◆ **Document extract**
[Begin]
# Demystifying Approximate Bayesian Computation

## Brett Morris

### In this tutorial

We will write our own rejection sampling algorithm to approximate the posterior distributions for some fitting parameters.

In [None]:
%matplotlib inline
import matplotlib.pyplot as plt
import numpy as np
from scipy.stats import anderson_ksamp

First, let's generate a series of observations $y_\mathrm{obs}$, taken at times $x$. The observations will be drawn from one of two Gaussian distributions with a fixed standard deviation, separated by $3\sigma$ from one another.

In [None]:
np.random.seed(42)

true_std = 1
true_mean1 = np.pi
true_mean2 = 3 * np.pi

x = np.linspace(0, 1, 250)

y_obs = np.concatenate([true_mean1 + true_std * np.random.randn(len(x)), 
                        true_mean2 + true_std * np.random.randn(len(x))])

plt.hist(y_obs, bins=50)
plt.xlabel('$y_\mathrm{obs}$', fontsize=16)
plt.show()

So how does one fit for the means and standard deviations of the bimodal distribution? One way is to use [Gaussian mixture models](https://dfm.io/posts/mixture-models/), but we're going to take a different approach. 

## Approximate Bayesian Computation

For this particular dataset, it's easy to construct a model $\mathcal{M}$ which reproduces the observations $y_\mathcal{obs}$ – the model is simply the concatenation of two normal distributions $\mathcal{M} \sim [\mathcal{N}(\mu_1, \sigma), \mathcal{N}(\mu_2, \sigma))]$. One way to *approximate* the posterior distributions of $\theta = \{\mu_1, \mu_2, \sigma\}$ would be to propose new parameters $\theta^*$, and only keep a running list of the parameter combinations which produce a simulated dataset $y_\mathrm{sim}$ which very closely reproduces the observations $y_\mathrm{obs}$.
[End]
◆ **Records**
[Begin]
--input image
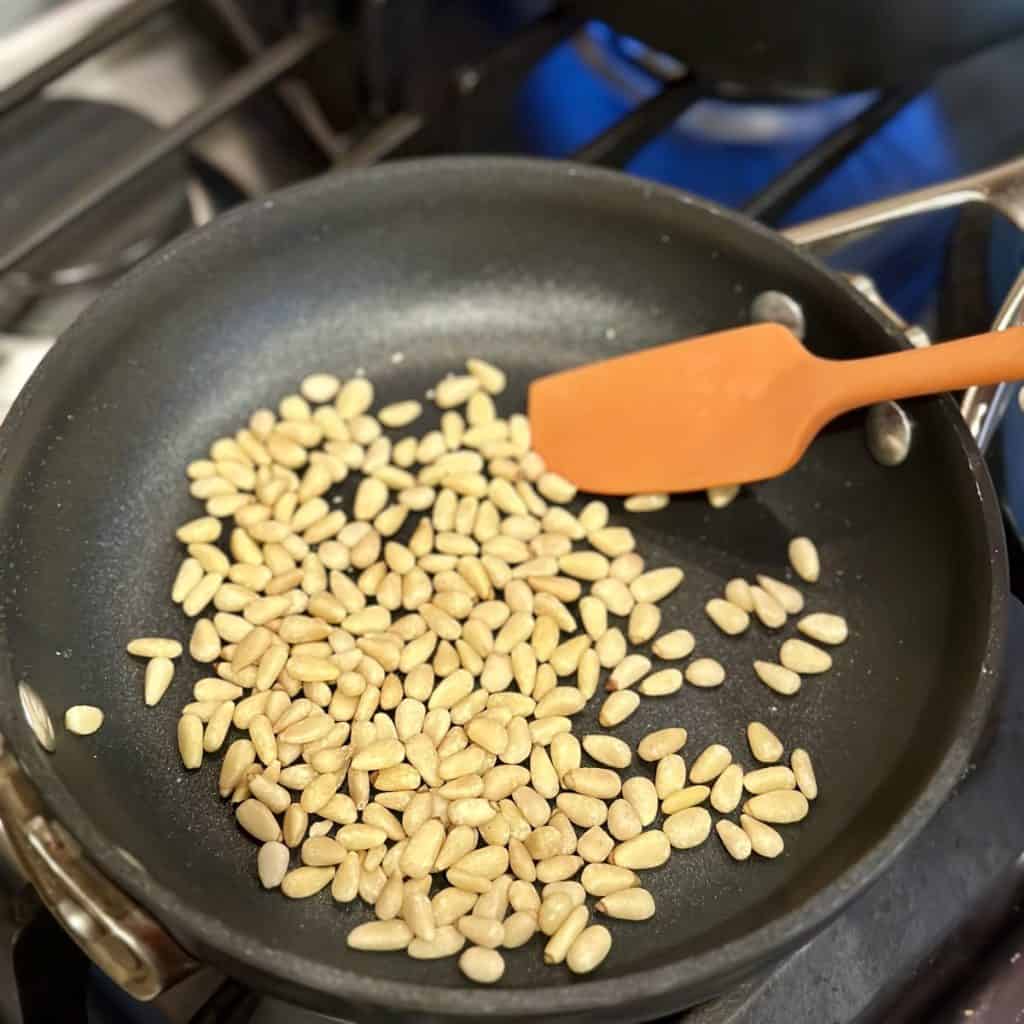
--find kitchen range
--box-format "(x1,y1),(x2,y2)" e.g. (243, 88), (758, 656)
(0, 0), (1024, 1024)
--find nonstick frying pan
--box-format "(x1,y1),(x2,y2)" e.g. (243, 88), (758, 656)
(0, 159), (1007, 1021)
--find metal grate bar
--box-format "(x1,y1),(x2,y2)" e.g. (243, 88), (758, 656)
(206, 0), (345, 160)
(0, 0), (184, 115)
(742, 85), (924, 224)
(0, 20), (334, 275)
(569, 75), (703, 167)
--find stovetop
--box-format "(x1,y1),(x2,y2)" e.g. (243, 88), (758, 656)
(0, 0), (1024, 1024)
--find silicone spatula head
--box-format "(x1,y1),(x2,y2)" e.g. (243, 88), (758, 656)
(528, 324), (1024, 495)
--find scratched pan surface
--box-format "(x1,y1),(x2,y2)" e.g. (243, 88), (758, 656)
(0, 160), (1006, 1020)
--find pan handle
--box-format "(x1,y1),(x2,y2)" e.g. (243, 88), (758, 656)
(782, 158), (1024, 452)
(0, 735), (199, 1000)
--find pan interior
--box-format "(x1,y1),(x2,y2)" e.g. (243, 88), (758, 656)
(0, 164), (991, 994)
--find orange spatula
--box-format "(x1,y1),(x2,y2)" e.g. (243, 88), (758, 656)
(529, 324), (1024, 495)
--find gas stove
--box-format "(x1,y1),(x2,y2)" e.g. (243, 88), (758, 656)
(0, 0), (1024, 1024)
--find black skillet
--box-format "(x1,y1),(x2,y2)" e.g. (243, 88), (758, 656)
(0, 159), (1007, 1021)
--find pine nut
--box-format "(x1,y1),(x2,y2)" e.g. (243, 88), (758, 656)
(623, 495), (669, 512)
(711, 764), (743, 814)
(459, 946), (505, 985)
(544, 906), (590, 964)
(651, 630), (694, 662)
(577, 825), (615, 870)
(234, 799), (281, 843)
(663, 800), (712, 850)
(594, 888), (654, 921)
(686, 657), (725, 688)
(637, 669), (683, 697)
(144, 657), (174, 708)
(705, 597), (751, 637)
(790, 746), (818, 800)
(256, 842), (289, 889)
(348, 921), (413, 952)
(583, 734), (633, 768)
(788, 537), (821, 583)
(627, 602), (662, 644)
(609, 828), (672, 870)
(590, 577), (636, 615)
(562, 768), (623, 800)
(406, 925), (466, 959)
(65, 704), (103, 737)
(739, 814), (785, 859)
(654, 754), (686, 800)
(637, 727), (686, 761)
(746, 722), (782, 764)
(565, 925), (611, 974)
(606, 654), (650, 690)
(715, 818), (753, 860)
(778, 638), (831, 676)
(178, 715), (202, 770)
(580, 864), (640, 897)
(725, 579), (754, 614)
(692, 743), (732, 782)
(662, 785), (711, 814)
(751, 587), (785, 630)
(758, 572), (804, 615)
(127, 634), (184, 658)
(743, 790), (808, 824)
(754, 662), (801, 696)
(797, 611), (850, 644)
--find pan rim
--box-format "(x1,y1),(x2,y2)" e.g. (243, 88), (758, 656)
(0, 157), (1009, 1019)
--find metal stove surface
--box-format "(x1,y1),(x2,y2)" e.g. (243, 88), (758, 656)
(203, 600), (1024, 1024)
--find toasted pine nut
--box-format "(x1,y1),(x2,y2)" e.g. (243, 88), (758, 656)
(594, 888), (654, 921)
(790, 746), (818, 800)
(705, 597), (751, 637)
(751, 587), (785, 630)
(637, 727), (686, 761)
(65, 704), (103, 737)
(739, 814), (785, 859)
(348, 921), (413, 952)
(746, 722), (782, 764)
(662, 785), (711, 814)
(758, 572), (804, 615)
(178, 715), (202, 770)
(144, 657), (174, 708)
(565, 925), (611, 974)
(690, 743), (732, 783)
(743, 790), (808, 824)
(711, 763), (743, 814)
(609, 828), (672, 869)
(256, 841), (289, 889)
(725, 579), (754, 614)
(637, 669), (683, 697)
(623, 495), (669, 512)
(460, 942), (505, 985)
(715, 818), (753, 860)
(663, 801), (712, 850)
(651, 630), (694, 662)
(583, 733), (633, 768)
(778, 638), (831, 676)
(797, 611), (850, 644)
(788, 537), (821, 583)
(630, 566), (683, 604)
[End]
◆ **Short exercise**
Extend the Approximate Bayesian Computation tutorial from the point where it stops.

◆ **In response**
### Summary statistic: the Anderson-Darling statistic

In practice, this requires a *summary statistic*, which measures the "distance" between the simulated dataset $y_\mathrm{sim}$ and the observations $y_\mathrm{obs}$. In this example we need a metric which measures the probability that two randomly-drawn samples $y$ are drawn from the same distribution. One such metric is the [Anderson-Darling statistic](https://en.wikipedia.org/wiki/Anderson–Darling_test), which approaches a minimum near $A^2=-1.3$ for two sets $y$ that are drawn from indistinguishable distributions, and grows to $A^2 > 10^5$ for easily distinguishable distributions.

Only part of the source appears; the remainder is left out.